## WORK INSTRUCTIONS
Among the entries below, which lines run from the line with "If you would be willing to indicate the pen" through the line with "If you would be willing to indicate the blue"? Retype those, both ends included, exactly and without pictures.

## RECORD EXTRACTS
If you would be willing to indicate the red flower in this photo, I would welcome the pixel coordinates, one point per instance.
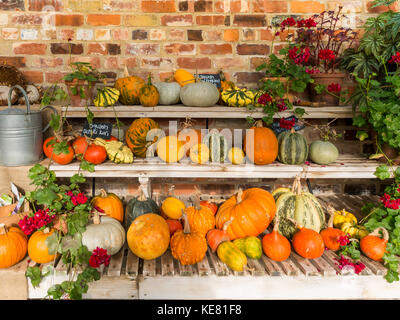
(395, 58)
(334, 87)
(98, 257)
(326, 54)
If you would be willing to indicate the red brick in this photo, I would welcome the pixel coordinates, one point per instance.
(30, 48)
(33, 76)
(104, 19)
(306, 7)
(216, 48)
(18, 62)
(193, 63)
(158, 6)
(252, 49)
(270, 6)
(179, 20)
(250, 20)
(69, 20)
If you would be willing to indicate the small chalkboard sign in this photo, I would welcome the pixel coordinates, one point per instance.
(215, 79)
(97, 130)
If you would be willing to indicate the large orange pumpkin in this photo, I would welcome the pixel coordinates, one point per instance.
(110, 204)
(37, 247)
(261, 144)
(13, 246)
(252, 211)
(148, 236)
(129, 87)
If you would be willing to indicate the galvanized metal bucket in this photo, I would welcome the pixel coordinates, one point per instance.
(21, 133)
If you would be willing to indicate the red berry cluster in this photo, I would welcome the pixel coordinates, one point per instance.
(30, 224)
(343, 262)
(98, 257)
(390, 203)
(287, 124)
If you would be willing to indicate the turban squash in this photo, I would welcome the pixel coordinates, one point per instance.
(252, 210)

* * *

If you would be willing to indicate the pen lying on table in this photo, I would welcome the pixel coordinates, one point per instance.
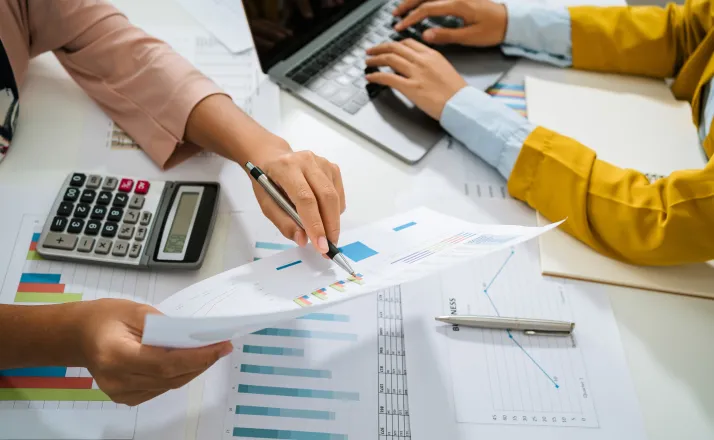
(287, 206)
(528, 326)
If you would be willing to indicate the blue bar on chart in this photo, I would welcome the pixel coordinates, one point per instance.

## TASK RESULT
If you would be willing to indicate the pen lying on table in this photo, I would welcome the pixel coordinates, one point per instance.
(287, 206)
(528, 326)
If you would be willing to indicate the blue bar on chart in this photo, I would welcome the pixel coordinates, one point per instance.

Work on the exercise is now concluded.